■ Your instructions ■
Your reply should hold exactly the lines from the one that contains "white cloud in the photo above." through the end of the data. Repeat them word for word.

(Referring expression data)
····················
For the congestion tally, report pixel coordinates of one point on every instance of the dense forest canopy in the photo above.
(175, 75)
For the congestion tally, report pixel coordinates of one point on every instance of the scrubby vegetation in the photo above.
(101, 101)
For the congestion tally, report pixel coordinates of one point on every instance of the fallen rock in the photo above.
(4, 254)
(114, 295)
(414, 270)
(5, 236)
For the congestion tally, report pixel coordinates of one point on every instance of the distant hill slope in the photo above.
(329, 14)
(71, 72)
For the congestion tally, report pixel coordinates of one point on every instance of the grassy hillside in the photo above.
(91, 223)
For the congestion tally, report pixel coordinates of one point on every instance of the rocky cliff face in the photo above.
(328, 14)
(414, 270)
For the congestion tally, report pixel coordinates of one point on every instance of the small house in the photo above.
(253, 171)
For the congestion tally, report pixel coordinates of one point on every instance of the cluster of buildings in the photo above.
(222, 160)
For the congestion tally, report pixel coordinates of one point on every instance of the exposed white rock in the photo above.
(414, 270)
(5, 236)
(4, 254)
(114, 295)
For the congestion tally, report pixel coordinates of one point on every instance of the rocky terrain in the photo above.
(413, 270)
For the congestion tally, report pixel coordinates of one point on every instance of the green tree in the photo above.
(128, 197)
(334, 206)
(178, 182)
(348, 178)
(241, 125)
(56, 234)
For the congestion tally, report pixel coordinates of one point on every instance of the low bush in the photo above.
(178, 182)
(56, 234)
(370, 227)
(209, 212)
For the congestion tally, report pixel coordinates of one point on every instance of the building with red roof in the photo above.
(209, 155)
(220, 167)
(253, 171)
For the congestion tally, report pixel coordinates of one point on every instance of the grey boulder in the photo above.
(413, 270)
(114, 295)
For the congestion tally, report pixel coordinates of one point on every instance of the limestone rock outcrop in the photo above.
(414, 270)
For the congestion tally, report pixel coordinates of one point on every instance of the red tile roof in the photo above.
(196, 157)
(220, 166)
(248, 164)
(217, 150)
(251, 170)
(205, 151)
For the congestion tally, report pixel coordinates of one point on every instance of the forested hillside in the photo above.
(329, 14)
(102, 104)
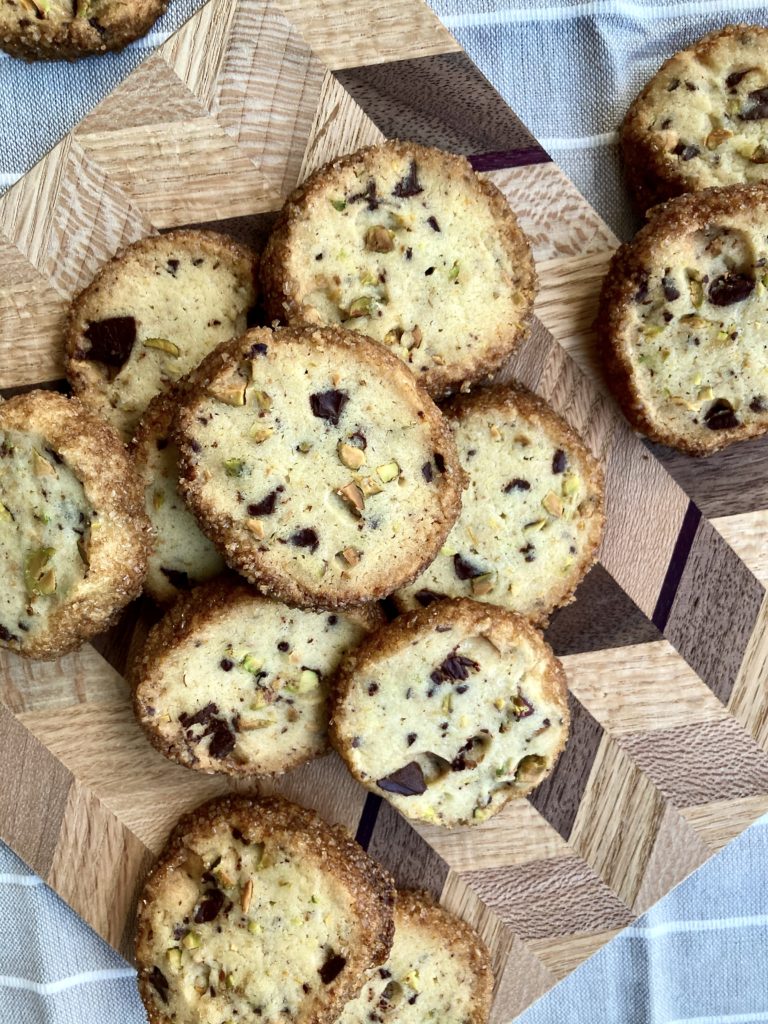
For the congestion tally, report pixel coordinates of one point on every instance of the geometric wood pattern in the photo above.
(666, 646)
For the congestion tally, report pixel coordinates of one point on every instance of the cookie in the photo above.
(232, 682)
(407, 245)
(683, 321)
(151, 315)
(66, 30)
(181, 555)
(259, 910)
(322, 470)
(74, 538)
(531, 514)
(451, 712)
(438, 970)
(701, 120)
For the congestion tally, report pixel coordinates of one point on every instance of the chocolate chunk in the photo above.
(112, 340)
(730, 288)
(453, 668)
(305, 539)
(465, 569)
(329, 404)
(176, 578)
(266, 505)
(159, 982)
(409, 185)
(369, 196)
(735, 77)
(686, 152)
(720, 416)
(209, 906)
(759, 110)
(407, 781)
(332, 968)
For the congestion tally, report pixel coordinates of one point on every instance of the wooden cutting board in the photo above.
(666, 647)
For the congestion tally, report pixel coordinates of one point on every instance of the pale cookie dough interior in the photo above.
(412, 253)
(527, 521)
(322, 460)
(248, 931)
(161, 310)
(697, 331)
(711, 111)
(182, 555)
(445, 727)
(247, 691)
(430, 975)
(45, 523)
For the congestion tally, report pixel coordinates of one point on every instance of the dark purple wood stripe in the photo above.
(439, 100)
(513, 158)
(676, 567)
(558, 798)
(367, 823)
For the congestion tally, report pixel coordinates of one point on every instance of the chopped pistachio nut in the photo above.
(39, 579)
(352, 496)
(41, 466)
(379, 240)
(552, 504)
(388, 472)
(350, 456)
(260, 433)
(163, 345)
(363, 306)
(483, 584)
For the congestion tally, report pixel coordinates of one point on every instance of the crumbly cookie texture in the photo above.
(407, 245)
(451, 712)
(702, 119)
(181, 555)
(151, 315)
(438, 970)
(683, 321)
(74, 538)
(323, 471)
(531, 514)
(232, 682)
(66, 30)
(259, 910)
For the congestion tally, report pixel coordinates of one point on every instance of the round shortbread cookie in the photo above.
(438, 970)
(151, 315)
(683, 321)
(451, 712)
(322, 470)
(66, 30)
(407, 245)
(232, 682)
(182, 555)
(531, 514)
(701, 120)
(74, 538)
(259, 910)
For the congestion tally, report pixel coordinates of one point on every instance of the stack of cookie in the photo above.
(684, 307)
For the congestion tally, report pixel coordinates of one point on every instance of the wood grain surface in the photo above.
(665, 646)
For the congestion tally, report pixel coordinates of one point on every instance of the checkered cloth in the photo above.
(568, 69)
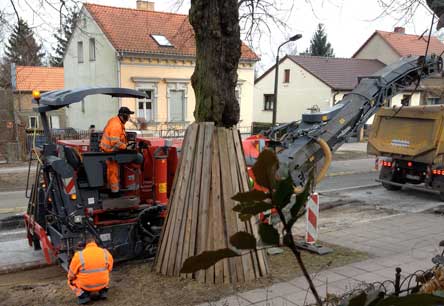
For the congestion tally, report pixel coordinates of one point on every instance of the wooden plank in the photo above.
(167, 225)
(227, 193)
(209, 244)
(205, 185)
(180, 202)
(243, 178)
(234, 179)
(238, 185)
(216, 209)
(183, 240)
(194, 195)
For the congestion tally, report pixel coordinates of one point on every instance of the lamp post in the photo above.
(293, 38)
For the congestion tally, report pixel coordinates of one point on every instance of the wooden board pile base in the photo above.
(200, 213)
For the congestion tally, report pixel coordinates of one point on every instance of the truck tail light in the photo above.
(437, 172)
(387, 164)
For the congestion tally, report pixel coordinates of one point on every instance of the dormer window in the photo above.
(162, 40)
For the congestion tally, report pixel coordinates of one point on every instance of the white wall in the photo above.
(377, 48)
(294, 98)
(101, 72)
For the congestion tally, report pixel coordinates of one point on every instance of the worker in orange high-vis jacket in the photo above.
(114, 139)
(89, 272)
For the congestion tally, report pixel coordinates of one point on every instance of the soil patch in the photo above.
(346, 155)
(134, 283)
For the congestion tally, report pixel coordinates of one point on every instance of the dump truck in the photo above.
(409, 144)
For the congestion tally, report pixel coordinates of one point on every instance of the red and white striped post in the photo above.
(311, 229)
(311, 232)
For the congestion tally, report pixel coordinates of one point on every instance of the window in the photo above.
(433, 101)
(162, 40)
(33, 122)
(268, 102)
(80, 51)
(177, 105)
(145, 106)
(92, 49)
(287, 76)
(55, 122)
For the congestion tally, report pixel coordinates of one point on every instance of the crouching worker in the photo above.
(89, 272)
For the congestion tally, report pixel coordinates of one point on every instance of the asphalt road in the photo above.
(342, 174)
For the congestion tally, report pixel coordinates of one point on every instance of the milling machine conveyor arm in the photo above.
(299, 145)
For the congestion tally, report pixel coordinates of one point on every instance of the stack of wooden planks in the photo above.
(200, 213)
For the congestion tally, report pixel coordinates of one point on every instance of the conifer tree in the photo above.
(62, 36)
(319, 46)
(22, 48)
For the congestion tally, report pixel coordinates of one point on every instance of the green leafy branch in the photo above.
(278, 196)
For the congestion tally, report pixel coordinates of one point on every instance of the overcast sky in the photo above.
(348, 22)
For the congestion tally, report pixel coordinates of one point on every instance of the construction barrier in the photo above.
(311, 233)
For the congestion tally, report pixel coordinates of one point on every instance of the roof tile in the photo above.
(407, 44)
(338, 73)
(29, 78)
(129, 30)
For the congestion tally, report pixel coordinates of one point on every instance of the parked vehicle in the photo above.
(409, 144)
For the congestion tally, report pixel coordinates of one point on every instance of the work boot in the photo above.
(84, 298)
(103, 293)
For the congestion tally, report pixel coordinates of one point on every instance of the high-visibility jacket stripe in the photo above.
(93, 286)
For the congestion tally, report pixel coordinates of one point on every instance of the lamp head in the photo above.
(296, 37)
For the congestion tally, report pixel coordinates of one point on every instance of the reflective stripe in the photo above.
(82, 260)
(94, 286)
(111, 138)
(89, 271)
(106, 145)
(106, 258)
(70, 273)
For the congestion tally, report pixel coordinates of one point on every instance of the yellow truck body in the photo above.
(409, 143)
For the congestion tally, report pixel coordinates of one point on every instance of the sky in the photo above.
(348, 23)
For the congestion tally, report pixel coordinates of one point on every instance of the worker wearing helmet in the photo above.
(114, 139)
(89, 272)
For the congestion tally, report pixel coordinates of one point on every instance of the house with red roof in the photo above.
(307, 83)
(389, 47)
(25, 79)
(147, 50)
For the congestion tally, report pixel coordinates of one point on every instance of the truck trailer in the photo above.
(409, 144)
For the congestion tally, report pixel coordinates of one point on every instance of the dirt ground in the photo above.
(15, 181)
(135, 284)
(347, 155)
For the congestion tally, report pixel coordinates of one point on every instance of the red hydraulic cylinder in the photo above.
(161, 180)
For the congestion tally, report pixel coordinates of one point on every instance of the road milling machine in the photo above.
(69, 198)
(307, 144)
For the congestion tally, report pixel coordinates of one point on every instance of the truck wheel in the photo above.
(391, 187)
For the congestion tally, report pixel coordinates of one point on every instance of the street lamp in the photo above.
(293, 38)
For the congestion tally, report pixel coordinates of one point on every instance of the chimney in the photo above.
(145, 5)
(400, 30)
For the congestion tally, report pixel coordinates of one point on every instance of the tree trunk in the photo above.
(218, 50)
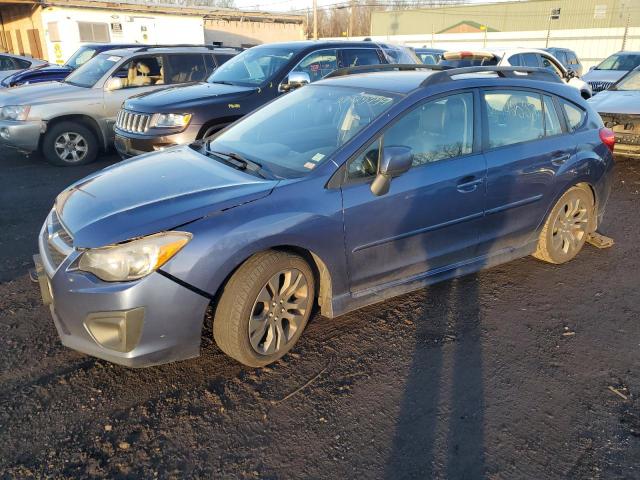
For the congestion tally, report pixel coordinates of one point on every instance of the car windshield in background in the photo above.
(631, 81)
(396, 54)
(82, 56)
(294, 135)
(92, 71)
(252, 67)
(620, 62)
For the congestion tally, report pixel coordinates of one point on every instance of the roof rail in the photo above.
(504, 72)
(444, 73)
(144, 48)
(385, 67)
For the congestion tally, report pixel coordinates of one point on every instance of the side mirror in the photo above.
(394, 161)
(295, 80)
(114, 83)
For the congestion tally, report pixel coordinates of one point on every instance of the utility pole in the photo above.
(315, 19)
(626, 32)
(352, 17)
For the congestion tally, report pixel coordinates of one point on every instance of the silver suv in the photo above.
(70, 122)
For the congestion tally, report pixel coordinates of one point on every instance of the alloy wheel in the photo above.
(278, 311)
(570, 226)
(71, 147)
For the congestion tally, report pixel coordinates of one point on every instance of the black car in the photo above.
(174, 116)
(568, 58)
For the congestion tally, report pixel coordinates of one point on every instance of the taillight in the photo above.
(608, 137)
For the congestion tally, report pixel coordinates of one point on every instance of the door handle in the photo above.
(559, 160)
(468, 184)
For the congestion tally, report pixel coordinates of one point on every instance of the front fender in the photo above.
(301, 214)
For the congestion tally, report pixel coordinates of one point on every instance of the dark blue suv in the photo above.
(342, 193)
(57, 73)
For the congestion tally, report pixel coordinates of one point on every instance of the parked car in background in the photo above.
(568, 58)
(45, 72)
(11, 64)
(343, 193)
(69, 122)
(429, 56)
(517, 57)
(611, 69)
(159, 120)
(619, 107)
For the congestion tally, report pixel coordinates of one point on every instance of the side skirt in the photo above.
(353, 301)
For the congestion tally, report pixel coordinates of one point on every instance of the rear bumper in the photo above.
(21, 135)
(130, 144)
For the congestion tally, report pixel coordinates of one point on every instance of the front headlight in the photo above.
(14, 112)
(170, 119)
(135, 259)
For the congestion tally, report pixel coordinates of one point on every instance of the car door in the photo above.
(429, 218)
(525, 147)
(138, 75)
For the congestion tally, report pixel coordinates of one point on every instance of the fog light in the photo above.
(119, 331)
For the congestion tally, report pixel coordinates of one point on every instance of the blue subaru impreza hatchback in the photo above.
(341, 194)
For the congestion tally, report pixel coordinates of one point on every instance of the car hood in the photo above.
(39, 93)
(603, 75)
(185, 97)
(153, 193)
(617, 101)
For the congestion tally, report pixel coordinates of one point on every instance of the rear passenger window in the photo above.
(551, 119)
(354, 57)
(575, 115)
(513, 117)
(436, 130)
(187, 68)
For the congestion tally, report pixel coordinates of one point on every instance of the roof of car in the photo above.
(403, 82)
(125, 51)
(307, 44)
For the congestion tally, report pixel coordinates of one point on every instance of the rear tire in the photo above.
(566, 229)
(264, 308)
(69, 144)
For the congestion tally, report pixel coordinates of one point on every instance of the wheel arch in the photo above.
(85, 120)
(322, 274)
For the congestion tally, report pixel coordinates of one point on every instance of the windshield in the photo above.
(82, 55)
(620, 62)
(93, 70)
(253, 67)
(631, 81)
(403, 55)
(297, 132)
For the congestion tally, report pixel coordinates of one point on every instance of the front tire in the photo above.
(69, 144)
(566, 229)
(264, 308)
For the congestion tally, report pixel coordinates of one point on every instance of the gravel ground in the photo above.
(504, 374)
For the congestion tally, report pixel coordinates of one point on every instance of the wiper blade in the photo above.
(238, 161)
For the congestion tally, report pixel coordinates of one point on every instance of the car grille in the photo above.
(57, 242)
(132, 121)
(600, 86)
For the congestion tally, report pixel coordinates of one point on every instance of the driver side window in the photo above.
(318, 64)
(436, 130)
(141, 72)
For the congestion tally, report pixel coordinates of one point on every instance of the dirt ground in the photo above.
(526, 370)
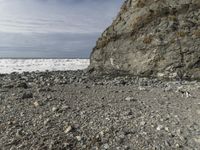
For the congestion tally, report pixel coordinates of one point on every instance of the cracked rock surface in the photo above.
(159, 38)
(73, 110)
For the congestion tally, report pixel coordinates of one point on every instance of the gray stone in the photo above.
(151, 38)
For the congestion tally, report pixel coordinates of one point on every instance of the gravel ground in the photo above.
(71, 110)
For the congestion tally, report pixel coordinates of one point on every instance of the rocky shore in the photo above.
(73, 110)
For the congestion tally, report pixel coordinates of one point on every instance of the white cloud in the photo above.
(30, 16)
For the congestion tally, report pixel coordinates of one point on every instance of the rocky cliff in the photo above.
(159, 38)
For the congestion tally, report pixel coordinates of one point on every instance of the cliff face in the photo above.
(151, 38)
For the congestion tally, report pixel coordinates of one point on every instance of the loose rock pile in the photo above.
(73, 110)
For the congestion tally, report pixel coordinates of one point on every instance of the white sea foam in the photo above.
(29, 65)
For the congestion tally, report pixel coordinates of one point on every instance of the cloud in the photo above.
(53, 27)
····················
■ Response ■
For the congestion tally, report pixel coordinates of one point on every instance of the white cloud in the photo above.
(30, 16)
For the congestion tally, report pixel coordinates of one point on every instance of the rocky cliff in the photo above.
(159, 38)
For the congestion tally, report pixel coordinates of one point on every instance of the cliff face in the photo above.
(151, 38)
For the congestion tally, report pixel coordinates of one point on every instance of the loose rock pile in the photo above.
(73, 110)
For the congestion tally, report pixel coordinates of one point on every instance of the white sea foam in the photo above.
(29, 65)
For the congestion tally, report pixel coordinates of one point on every instance of the cloud in the photo above.
(53, 27)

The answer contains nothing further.